* [Given information]:
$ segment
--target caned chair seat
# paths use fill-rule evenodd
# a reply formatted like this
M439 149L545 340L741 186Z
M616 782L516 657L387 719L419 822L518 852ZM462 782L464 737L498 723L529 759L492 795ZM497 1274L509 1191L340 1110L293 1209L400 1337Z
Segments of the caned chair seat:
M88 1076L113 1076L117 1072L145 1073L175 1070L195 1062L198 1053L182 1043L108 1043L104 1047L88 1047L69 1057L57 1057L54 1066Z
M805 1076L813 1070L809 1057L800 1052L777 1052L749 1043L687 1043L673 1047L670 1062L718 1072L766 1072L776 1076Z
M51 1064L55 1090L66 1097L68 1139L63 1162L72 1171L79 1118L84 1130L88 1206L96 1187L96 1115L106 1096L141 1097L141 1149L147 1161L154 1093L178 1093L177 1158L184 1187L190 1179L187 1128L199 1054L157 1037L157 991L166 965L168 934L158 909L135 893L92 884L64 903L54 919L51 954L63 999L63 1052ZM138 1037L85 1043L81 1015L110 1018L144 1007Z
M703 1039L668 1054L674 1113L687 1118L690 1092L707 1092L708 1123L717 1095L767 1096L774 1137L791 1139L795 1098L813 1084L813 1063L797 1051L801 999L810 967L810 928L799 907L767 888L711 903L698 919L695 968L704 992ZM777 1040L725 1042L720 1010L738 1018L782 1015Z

* [Work to be completed]:
Nothing but the lines from the line that contains "# a reply formatted like this" to the last line of the records above should appear in the answer; please copy them exactly.

* [Solution to this task]:
# a reply formatted like this
M439 149L545 340L741 186Z
M616 782L516 657L387 719L419 822L518 852ZM462 782L464 737L498 723L529 759L492 795ZM497 1274L509 1191L340 1110L293 1209L400 1337Z
Segments of the caned chair seat:
M88 1076L113 1076L117 1072L145 1073L175 1070L195 1062L198 1053L182 1043L108 1043L104 1047L88 1047L69 1057L57 1057L54 1066Z
M805 1076L813 1070L809 1057L800 1052L777 1052L749 1043L687 1043L673 1047L670 1062L718 1072L766 1072L776 1076Z
M51 1064L55 1090L66 1097L68 1139L63 1162L72 1171L79 1118L84 1130L88 1206L96 1187L96 1115L106 1096L141 1097L141 1149L147 1161L154 1093L178 1093L177 1158L184 1187L190 1179L187 1128L199 1054L157 1037L157 991L166 965L168 934L158 909L135 893L92 884L64 903L54 919L51 954L63 999L63 1052ZM138 1037L85 1043L81 1015L110 1018L144 1007Z
M703 1039L668 1054L674 1113L687 1118L690 1092L707 1092L708 1123L717 1095L767 1096L774 1137L791 1139L795 1098L813 1084L813 1063L797 1051L801 999L810 967L810 928L799 907L767 888L711 903L698 919L695 968L704 992ZM777 1040L725 1042L720 1010L738 1018L782 1015Z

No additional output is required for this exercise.